- **AIM OF THE TASK**:
Repeat every line of the data exactly, but not the pictures.

- **MATERIAL SHOWN**:
----

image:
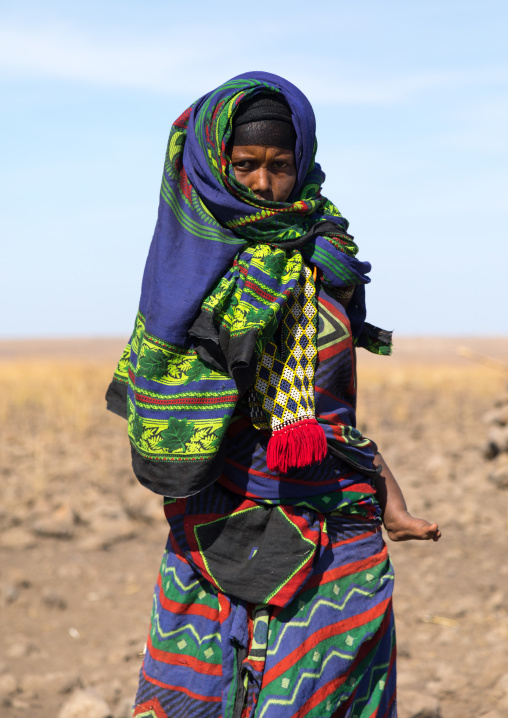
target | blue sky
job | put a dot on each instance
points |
(412, 112)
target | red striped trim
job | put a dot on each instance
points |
(322, 693)
(276, 477)
(360, 488)
(153, 705)
(176, 607)
(180, 659)
(230, 398)
(321, 635)
(347, 569)
(394, 694)
(181, 689)
(360, 537)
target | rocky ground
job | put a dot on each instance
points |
(80, 541)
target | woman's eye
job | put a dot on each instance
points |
(242, 165)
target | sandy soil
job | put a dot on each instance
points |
(80, 541)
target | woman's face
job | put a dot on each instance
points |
(268, 171)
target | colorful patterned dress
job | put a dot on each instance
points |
(321, 643)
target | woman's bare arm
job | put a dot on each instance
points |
(399, 523)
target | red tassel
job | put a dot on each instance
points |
(297, 445)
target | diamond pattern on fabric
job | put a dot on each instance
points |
(283, 391)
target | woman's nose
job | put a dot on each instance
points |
(261, 184)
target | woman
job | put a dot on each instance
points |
(274, 594)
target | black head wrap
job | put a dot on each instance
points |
(264, 120)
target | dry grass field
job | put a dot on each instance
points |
(80, 541)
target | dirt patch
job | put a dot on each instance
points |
(80, 541)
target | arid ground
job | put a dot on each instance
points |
(80, 541)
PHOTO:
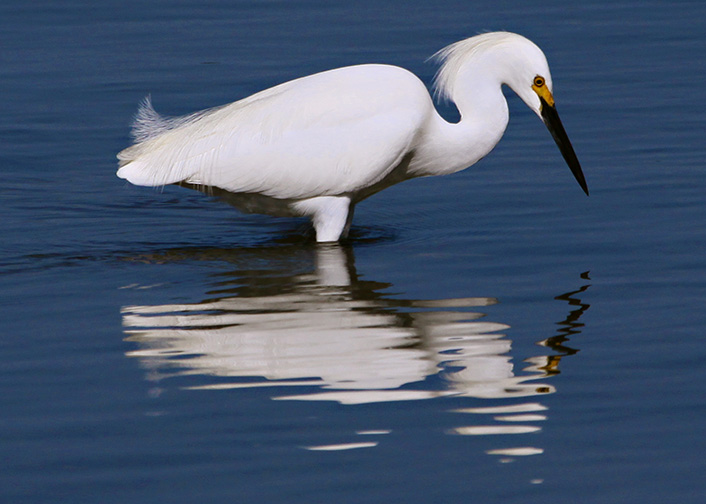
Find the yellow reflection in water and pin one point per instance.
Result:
(328, 328)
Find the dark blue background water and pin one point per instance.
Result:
(145, 333)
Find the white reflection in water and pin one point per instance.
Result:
(332, 330)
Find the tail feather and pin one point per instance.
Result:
(148, 123)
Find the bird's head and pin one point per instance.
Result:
(528, 75)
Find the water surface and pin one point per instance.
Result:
(492, 336)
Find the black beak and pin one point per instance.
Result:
(553, 123)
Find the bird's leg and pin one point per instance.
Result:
(330, 215)
(349, 221)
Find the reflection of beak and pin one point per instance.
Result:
(553, 123)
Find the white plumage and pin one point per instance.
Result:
(317, 145)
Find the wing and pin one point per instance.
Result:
(330, 133)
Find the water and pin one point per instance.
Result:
(493, 336)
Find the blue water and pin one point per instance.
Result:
(492, 336)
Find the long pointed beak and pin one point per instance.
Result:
(553, 123)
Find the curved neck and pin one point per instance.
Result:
(450, 147)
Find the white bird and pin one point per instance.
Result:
(318, 145)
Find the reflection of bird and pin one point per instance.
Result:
(318, 145)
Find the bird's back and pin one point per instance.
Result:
(331, 133)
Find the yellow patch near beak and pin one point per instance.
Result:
(544, 94)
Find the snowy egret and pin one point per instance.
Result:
(318, 145)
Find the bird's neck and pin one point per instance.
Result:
(451, 147)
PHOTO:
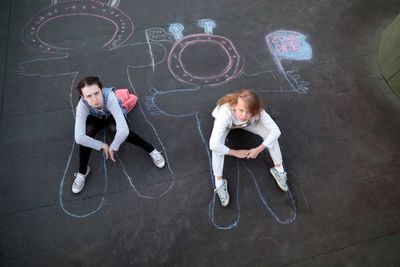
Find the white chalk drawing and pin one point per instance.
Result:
(55, 66)
(232, 70)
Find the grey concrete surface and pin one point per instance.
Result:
(340, 138)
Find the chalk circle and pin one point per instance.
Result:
(123, 25)
(186, 49)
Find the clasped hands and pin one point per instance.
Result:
(108, 152)
(248, 154)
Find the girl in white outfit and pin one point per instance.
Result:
(243, 109)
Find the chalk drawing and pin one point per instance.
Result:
(283, 45)
(55, 66)
(183, 73)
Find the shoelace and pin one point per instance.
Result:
(221, 192)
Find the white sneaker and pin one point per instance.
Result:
(280, 178)
(158, 159)
(223, 194)
(79, 181)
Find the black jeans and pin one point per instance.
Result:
(93, 126)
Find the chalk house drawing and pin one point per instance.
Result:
(283, 45)
(56, 66)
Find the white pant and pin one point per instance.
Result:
(258, 129)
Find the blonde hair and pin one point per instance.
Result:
(250, 99)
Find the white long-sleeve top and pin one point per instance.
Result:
(82, 112)
(225, 119)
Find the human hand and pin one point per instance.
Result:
(105, 148)
(252, 153)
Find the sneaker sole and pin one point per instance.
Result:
(283, 189)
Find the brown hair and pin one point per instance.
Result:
(250, 99)
(89, 80)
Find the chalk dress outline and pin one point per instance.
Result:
(123, 31)
(296, 49)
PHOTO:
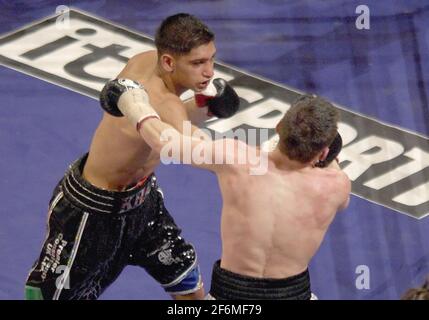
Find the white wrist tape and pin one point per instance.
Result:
(134, 105)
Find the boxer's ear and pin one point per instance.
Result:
(168, 62)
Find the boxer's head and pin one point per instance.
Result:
(186, 51)
(307, 129)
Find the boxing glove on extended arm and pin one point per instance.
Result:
(125, 97)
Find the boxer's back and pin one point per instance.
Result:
(273, 224)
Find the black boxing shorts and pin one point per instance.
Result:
(92, 234)
(227, 285)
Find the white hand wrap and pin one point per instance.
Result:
(134, 105)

----

- **ANSWER TO THE EXERCISE**:
image:
target | blue sky
job | put a dot on each instance
points |
(412, 112)
target | red striped trim
job | put a dot on each instance
points |
(322, 693)
(276, 477)
(360, 488)
(153, 705)
(176, 607)
(180, 659)
(230, 398)
(321, 635)
(347, 569)
(394, 694)
(181, 689)
(360, 537)
target | rocky ground
job | put a dot on each instance
points |
(80, 541)
target | woman's eye
job | put a dot on each instance
points |
(242, 165)
target | sandy soil
job | put a dot on each instance
points |
(80, 541)
target | woman's face
job | put a dot on each instance
points |
(268, 171)
target | colorful patterned dress
job | put a dot on each instance
points |
(321, 643)
target | woman's bare arm
job | put a dot on each instance
points |
(399, 523)
target | red tassel
job | put a dot on each instance
points |
(297, 445)
target | diamond pattern on fabric
job | put a dot on each instance
points |
(283, 391)
target | woman's nose
job | put a dot on each instance
points |
(261, 184)
target | woman
job | put a dot on each instance
points |
(274, 594)
target | black head wrap
job | put a dot on each instance
points |
(264, 120)
target | dry grass field
job | put a dot on each instance
points |
(80, 541)
target | dirt patch
job | put a dot on each instance
points |
(80, 541)
target | arid ground
job | put a dot on each instance
points |
(80, 541)
PHOTO:
Find the yellow reflection in water and pin one point per instance.
Result:
(328, 328)
Find the dark blue background water and pin one point per instance.
Result:
(145, 333)
Find the white reflection in water and pin one point per instance.
Result:
(332, 330)
Find the tail feather and pin one point per instance.
Result:
(148, 123)
Find the bird's head and pin one point per instance.
Result:
(528, 75)
Find the water surface and pin one point per instance.
Result:
(492, 336)
Find the black beak and pin one point per instance.
Result:
(553, 123)
Find the bird's leg and pin one point per instance.
Result:
(330, 215)
(349, 221)
Find the reflection of beak and pin one point per instance.
Result:
(553, 123)
Find the white plumage and pin one point per instance.
Result:
(317, 145)
Find the wing and pin one point per instance.
Result:
(330, 133)
Find the water and pin one point per instance.
Result:
(493, 336)
Find the blue water and pin one point per instance.
Result:
(492, 336)
Find the long pointed beak and pin one point per instance.
Result:
(553, 123)
Find the curved neck and pin one point per instance.
Result:
(450, 147)
Find the white bird and pin one point per instance.
Result:
(318, 145)
Find the reflection of bird and pin one point per instance.
Result:
(318, 145)
Find the bird's back and pin one point per instance.
Result:
(331, 133)
Find the yellow patch near beak and pin one point per instance.
Result:
(544, 94)
Find the snowy egret and pin one point per instance.
Result:
(318, 145)
Find the bird's neck and pin one point per instance.
Result:
(451, 147)
PHOTO:
Find the white chalk drawing and pin one point per instance.
Result:
(55, 66)
(232, 70)
Find the grey concrete surface and pin one point per instance.
Result:
(340, 138)
Find the chalk circle and pin one point per instance.
Result:
(123, 25)
(186, 49)
Find the clasped hands and pin one point per instance.
Result:
(108, 152)
(248, 154)
Find the girl in white outfit and pin one point per instance.
Result:
(243, 109)
Find the chalk drawing and pin one point per instance.
Result:
(283, 45)
(55, 66)
(183, 73)
Find the shoelace and pin one point per instance.
Result:
(221, 192)
Find the white sneaker and pin one point per instance.
Result:
(280, 178)
(158, 159)
(223, 194)
(79, 181)
Find the black jeans and pin one point per instance.
Result:
(93, 126)
Find the chalk house drawing and pin one point per instance.
Result:
(283, 45)
(56, 66)
Find the white pant and pin one point per instance.
Result:
(258, 129)
Find the blonde hair and pin one point per instance.
Result:
(250, 99)
Find the white long-sleeve top and pin one point per instance.
Result:
(82, 112)
(225, 119)
Find the human hand and pin one point per instance.
Result:
(105, 148)
(252, 153)
Find the sneaker sole and pin one point per instance.
Result:
(283, 189)
Find the brown hair and pin one point per instance.
Result:
(250, 99)
(89, 80)
Find the chalk dress outline and pin one point per instance.
Result:
(123, 31)
(296, 49)
PHOTO:
Find the white wrist tape and pin one point per instance.
Result:
(134, 105)
Find the boxer's ear and pin one point per instance.
Result:
(168, 62)
Find the boxer's head and pin one point per instance.
Result:
(186, 51)
(307, 129)
Find the boxing glove on extended arm and pin one point per instance.
Result:
(125, 97)
Find the boxer's back and pin one point per instance.
Result:
(273, 224)
Find the black boxing shorts and pin one point per instance.
Result:
(92, 234)
(227, 285)
Find the white hand wrap and pin one point per instance.
Result:
(134, 105)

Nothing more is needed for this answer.